With no line omitted, restate the records below exactly as they appear.

Segment Start: LISTED RECORDS

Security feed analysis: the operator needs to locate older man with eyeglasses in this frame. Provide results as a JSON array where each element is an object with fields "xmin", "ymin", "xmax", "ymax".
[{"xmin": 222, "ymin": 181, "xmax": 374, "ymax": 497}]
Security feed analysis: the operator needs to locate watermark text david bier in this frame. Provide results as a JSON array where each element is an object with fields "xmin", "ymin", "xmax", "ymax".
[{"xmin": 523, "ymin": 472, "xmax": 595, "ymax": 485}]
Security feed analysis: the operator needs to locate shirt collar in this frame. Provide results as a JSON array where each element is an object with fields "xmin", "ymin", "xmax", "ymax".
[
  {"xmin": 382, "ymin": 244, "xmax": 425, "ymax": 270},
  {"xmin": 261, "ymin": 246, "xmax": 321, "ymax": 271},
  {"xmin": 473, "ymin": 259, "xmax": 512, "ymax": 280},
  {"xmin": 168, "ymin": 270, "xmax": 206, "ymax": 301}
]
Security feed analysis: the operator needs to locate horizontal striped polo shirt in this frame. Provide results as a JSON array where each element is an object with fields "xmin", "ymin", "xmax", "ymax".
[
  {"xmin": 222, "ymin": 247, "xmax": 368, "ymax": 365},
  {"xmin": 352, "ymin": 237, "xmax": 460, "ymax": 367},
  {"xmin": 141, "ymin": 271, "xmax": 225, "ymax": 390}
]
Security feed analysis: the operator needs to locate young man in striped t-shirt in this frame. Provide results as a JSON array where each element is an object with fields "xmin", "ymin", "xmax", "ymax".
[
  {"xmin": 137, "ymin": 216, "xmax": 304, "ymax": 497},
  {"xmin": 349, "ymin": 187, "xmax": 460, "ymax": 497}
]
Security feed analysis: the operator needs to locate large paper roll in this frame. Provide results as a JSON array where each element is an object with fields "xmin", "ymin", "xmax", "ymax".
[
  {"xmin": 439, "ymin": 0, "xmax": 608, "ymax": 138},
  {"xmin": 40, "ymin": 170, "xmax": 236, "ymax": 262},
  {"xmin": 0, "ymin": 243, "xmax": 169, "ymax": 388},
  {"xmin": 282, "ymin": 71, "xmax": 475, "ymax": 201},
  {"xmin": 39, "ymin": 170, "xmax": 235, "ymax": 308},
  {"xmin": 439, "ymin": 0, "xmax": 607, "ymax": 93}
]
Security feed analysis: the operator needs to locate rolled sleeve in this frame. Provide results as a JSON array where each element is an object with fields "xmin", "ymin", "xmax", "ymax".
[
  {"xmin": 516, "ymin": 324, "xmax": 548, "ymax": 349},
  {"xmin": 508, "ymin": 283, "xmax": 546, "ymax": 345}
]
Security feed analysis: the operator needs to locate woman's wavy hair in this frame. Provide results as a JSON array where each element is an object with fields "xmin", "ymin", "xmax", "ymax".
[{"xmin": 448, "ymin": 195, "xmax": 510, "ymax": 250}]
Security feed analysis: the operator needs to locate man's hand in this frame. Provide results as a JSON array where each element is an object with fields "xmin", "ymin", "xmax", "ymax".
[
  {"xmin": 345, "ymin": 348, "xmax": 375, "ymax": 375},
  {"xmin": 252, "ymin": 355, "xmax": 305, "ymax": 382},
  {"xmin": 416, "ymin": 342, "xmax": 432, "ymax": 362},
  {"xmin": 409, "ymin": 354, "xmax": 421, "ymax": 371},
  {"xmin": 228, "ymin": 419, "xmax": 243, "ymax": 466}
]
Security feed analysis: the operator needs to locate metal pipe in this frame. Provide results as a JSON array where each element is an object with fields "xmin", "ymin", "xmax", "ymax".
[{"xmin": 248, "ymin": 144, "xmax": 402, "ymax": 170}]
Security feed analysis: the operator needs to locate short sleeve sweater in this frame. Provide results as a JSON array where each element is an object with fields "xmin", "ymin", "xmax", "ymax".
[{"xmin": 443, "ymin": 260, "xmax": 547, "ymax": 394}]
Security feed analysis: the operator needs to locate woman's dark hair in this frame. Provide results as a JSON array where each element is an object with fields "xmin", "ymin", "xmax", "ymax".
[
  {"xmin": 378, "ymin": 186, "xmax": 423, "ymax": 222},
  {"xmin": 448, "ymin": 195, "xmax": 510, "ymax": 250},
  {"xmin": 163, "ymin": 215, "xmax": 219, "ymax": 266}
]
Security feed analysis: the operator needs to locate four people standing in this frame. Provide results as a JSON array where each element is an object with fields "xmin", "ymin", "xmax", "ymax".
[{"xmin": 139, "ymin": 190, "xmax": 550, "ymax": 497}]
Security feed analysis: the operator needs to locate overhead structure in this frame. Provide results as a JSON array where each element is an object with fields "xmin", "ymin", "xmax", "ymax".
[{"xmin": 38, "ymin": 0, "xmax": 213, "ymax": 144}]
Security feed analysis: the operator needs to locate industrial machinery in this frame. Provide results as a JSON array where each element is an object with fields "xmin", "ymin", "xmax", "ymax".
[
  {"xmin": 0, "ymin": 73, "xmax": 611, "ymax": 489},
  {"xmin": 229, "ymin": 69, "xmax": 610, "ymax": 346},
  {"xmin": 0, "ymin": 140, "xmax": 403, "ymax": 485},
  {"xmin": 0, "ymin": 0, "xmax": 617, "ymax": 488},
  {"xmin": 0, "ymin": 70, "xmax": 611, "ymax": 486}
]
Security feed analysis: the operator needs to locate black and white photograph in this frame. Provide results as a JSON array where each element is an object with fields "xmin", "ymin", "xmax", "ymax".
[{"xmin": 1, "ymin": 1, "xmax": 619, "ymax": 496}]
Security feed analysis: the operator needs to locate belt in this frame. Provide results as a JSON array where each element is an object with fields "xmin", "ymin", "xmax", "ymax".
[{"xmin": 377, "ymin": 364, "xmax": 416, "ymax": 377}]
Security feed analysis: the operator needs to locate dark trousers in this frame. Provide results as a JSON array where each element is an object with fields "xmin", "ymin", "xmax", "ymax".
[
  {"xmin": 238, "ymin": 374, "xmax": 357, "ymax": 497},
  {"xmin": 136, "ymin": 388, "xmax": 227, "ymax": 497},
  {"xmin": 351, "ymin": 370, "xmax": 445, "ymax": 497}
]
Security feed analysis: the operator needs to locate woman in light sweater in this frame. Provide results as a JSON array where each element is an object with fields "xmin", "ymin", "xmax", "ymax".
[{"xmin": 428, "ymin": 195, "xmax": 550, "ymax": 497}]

Segment End: LISTED RECORDS

- ANSWER SECTION:
Security feed analysis: the operator needs to locate older man with eyeglasses in this frame. Provide results as a JSON array where each element is an object with fields "xmin", "ymin", "xmax", "ymax".
[{"xmin": 222, "ymin": 181, "xmax": 374, "ymax": 497}]
Security feed analysis: the operator needs to locate watermark text david bier in this frame. Provide results as a JSON array where each element is an object with fields "xmin", "ymin", "xmax", "ymax".
[{"xmin": 523, "ymin": 472, "xmax": 595, "ymax": 485}]
Security feed analysis: the operator needs to locate shirt collar in this frame. Provide results as a JSON array where each element is an object with fields "xmin", "ymin", "xmax", "ymax".
[
  {"xmin": 382, "ymin": 244, "xmax": 425, "ymax": 270},
  {"xmin": 261, "ymin": 246, "xmax": 321, "ymax": 271},
  {"xmin": 473, "ymin": 259, "xmax": 512, "ymax": 280},
  {"xmin": 168, "ymin": 270, "xmax": 206, "ymax": 301}
]
Security feed analysis: the operator needs to locate horizontal striped polo shirt in this frame. Provide results as a JSON array where each element is an object with fields "xmin", "ymin", "xmax", "ymax".
[
  {"xmin": 222, "ymin": 247, "xmax": 368, "ymax": 365},
  {"xmin": 352, "ymin": 237, "xmax": 460, "ymax": 367},
  {"xmin": 141, "ymin": 271, "xmax": 225, "ymax": 390}
]
Security feed analysis: the operator needs to locate young man in striped t-shirt in this frame. Provide results as a JSON array where each element is an object with fields "xmin", "ymin", "xmax", "ymax".
[
  {"xmin": 137, "ymin": 216, "xmax": 304, "ymax": 497},
  {"xmin": 349, "ymin": 187, "xmax": 460, "ymax": 497}
]
Security feed analysis: the operator needs to locate large paper roll in this frame. Provide results as a JSON array where each element is an object with fields "xmin", "ymin", "xmax", "ymax".
[
  {"xmin": 439, "ymin": 0, "xmax": 608, "ymax": 138},
  {"xmin": 40, "ymin": 170, "xmax": 236, "ymax": 262},
  {"xmin": 0, "ymin": 243, "xmax": 169, "ymax": 388},
  {"xmin": 282, "ymin": 71, "xmax": 475, "ymax": 201},
  {"xmin": 39, "ymin": 170, "xmax": 235, "ymax": 308},
  {"xmin": 439, "ymin": 0, "xmax": 607, "ymax": 93}
]
Security feed analysis: the operator needs to locate rolled sleeve in this frame. Provide results as a JSON array where each element is an object with fields "xmin", "ymin", "xmax", "ymax".
[
  {"xmin": 516, "ymin": 324, "xmax": 548, "ymax": 349},
  {"xmin": 508, "ymin": 283, "xmax": 546, "ymax": 345}
]
Security feed analysis: the operator needs to locate woman's wavy hair in this frame. Provide results as a JSON array where each element is an object with fields "xmin", "ymin", "xmax", "ymax".
[{"xmin": 448, "ymin": 195, "xmax": 510, "ymax": 250}]
Security feed analysis: the operator needs to locate man's hand in this frame. Provide results as a JSON array where each element is an object with fields "xmin", "ymin", "xmax", "ymax".
[
  {"xmin": 345, "ymin": 348, "xmax": 375, "ymax": 375},
  {"xmin": 252, "ymin": 355, "xmax": 305, "ymax": 382},
  {"xmin": 416, "ymin": 342, "xmax": 432, "ymax": 362},
  {"xmin": 409, "ymin": 354, "xmax": 421, "ymax": 371},
  {"xmin": 228, "ymin": 419, "xmax": 243, "ymax": 466}
]
Security feed analysis: the operator needs to locate metal pipe in this frame. Provide results as a JSON array where each element is an object with fields "xmin", "ymin", "xmax", "ymax".
[{"xmin": 248, "ymin": 144, "xmax": 402, "ymax": 170}]
Security feed analysis: the operator needs to locate short sleeve sweater in this frame. Provide results as a JSON array where each element is an object with fields "xmin", "ymin", "xmax", "ymax".
[{"xmin": 443, "ymin": 260, "xmax": 547, "ymax": 394}]
Security feed analysis: the operator needs to locate woman's dark hair in this frame. Provide results as a JSON array where each element is an object with fields "xmin", "ymin", "xmax", "ymax".
[
  {"xmin": 378, "ymin": 186, "xmax": 423, "ymax": 222},
  {"xmin": 448, "ymin": 195, "xmax": 510, "ymax": 250},
  {"xmin": 163, "ymin": 215, "xmax": 219, "ymax": 266}
]
Security feed analysis: the operator needs to locate four people standing in this frame. Provide results as a JSON array where each element is an object with fields "xmin", "ymin", "xmax", "ymax".
[{"xmin": 139, "ymin": 190, "xmax": 550, "ymax": 497}]
Security feed analysis: the operator needs to locate overhead structure in this frame. Provide results as a JSON array where each element is an object with fields "xmin", "ymin", "xmax", "ymax".
[{"xmin": 38, "ymin": 0, "xmax": 213, "ymax": 144}]
Security feed analysis: the operator needs to locate industrial machinery in this frame. Provide results as a JSON array where each element is an object with fields "xmin", "ymin", "xmax", "ymax".
[
  {"xmin": 0, "ymin": 73, "xmax": 611, "ymax": 489},
  {"xmin": 229, "ymin": 69, "xmax": 610, "ymax": 346},
  {"xmin": 0, "ymin": 140, "xmax": 403, "ymax": 485},
  {"xmin": 0, "ymin": 0, "xmax": 617, "ymax": 488},
  {"xmin": 0, "ymin": 70, "xmax": 611, "ymax": 486}
]
Security feed analysis: the operator needs to locate black and white photograph in this frame. Provide results as a JSON array where each element is an object with fields "xmin", "ymin", "xmax", "ymax".
[{"xmin": 1, "ymin": 1, "xmax": 619, "ymax": 496}]
Security feed analysis: the operator needs to locate belt in this frame. Provide results as a JSON array where each element is an object with fields "xmin", "ymin", "xmax", "ymax".
[{"xmin": 377, "ymin": 364, "xmax": 416, "ymax": 377}]
Security feed analysis: the operator needs to locate dark trousers in this frame. Provide results as a JSON array where each element is an object with fields "xmin", "ymin", "xmax", "ymax".
[
  {"xmin": 238, "ymin": 374, "xmax": 357, "ymax": 497},
  {"xmin": 136, "ymin": 388, "xmax": 227, "ymax": 497},
  {"xmin": 351, "ymin": 370, "xmax": 445, "ymax": 497}
]
Security feed analysis: the operator needs to locate woman in light sweater in this frame. Provide results as a JSON array where each element is an object with fields "xmin", "ymin", "xmax", "ymax".
[{"xmin": 428, "ymin": 195, "xmax": 550, "ymax": 497}]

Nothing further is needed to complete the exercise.